# Record list
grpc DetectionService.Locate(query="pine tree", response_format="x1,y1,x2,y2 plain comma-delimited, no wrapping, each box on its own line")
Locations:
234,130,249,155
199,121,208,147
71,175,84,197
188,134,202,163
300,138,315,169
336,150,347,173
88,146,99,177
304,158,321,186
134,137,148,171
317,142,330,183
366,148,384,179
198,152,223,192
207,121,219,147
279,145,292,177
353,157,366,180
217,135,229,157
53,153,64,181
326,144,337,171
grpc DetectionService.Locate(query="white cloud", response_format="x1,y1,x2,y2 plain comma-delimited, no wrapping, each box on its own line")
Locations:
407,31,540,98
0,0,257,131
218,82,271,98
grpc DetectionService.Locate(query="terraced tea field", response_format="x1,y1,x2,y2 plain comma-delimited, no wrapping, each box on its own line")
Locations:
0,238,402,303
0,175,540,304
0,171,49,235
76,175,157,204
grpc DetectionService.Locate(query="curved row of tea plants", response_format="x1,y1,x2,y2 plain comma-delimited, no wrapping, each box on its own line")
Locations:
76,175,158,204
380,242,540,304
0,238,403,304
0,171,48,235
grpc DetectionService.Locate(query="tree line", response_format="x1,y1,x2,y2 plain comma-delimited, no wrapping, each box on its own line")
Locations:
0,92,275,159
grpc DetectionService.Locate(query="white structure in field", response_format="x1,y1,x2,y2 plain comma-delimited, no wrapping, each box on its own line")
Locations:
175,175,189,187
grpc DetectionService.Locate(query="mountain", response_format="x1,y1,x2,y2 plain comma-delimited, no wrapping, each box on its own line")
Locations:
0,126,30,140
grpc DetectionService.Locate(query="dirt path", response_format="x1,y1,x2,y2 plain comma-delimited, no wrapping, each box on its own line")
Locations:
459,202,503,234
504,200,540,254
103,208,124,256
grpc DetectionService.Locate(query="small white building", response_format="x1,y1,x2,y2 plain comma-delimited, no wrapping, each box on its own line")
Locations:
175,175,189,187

...

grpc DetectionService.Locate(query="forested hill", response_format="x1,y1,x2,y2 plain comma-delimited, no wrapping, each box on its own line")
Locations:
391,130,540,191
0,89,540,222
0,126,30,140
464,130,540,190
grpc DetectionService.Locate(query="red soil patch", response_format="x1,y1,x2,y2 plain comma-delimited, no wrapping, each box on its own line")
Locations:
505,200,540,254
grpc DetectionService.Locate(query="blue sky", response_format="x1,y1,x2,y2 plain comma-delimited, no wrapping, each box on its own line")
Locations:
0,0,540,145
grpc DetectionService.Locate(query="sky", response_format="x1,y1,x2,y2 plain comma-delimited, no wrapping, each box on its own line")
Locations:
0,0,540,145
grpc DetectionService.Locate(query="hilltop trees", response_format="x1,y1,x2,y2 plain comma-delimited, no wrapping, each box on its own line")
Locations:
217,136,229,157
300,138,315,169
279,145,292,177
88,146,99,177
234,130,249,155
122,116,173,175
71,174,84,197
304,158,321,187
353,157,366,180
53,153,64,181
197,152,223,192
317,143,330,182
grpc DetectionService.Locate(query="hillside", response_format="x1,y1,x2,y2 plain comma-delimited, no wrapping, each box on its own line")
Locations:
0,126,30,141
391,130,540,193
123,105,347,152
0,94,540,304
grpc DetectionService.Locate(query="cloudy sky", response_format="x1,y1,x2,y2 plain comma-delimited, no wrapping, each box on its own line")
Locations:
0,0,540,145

# Job
Count the lines in the data above that contain the word "field", and reply with only that number.

# Solution
2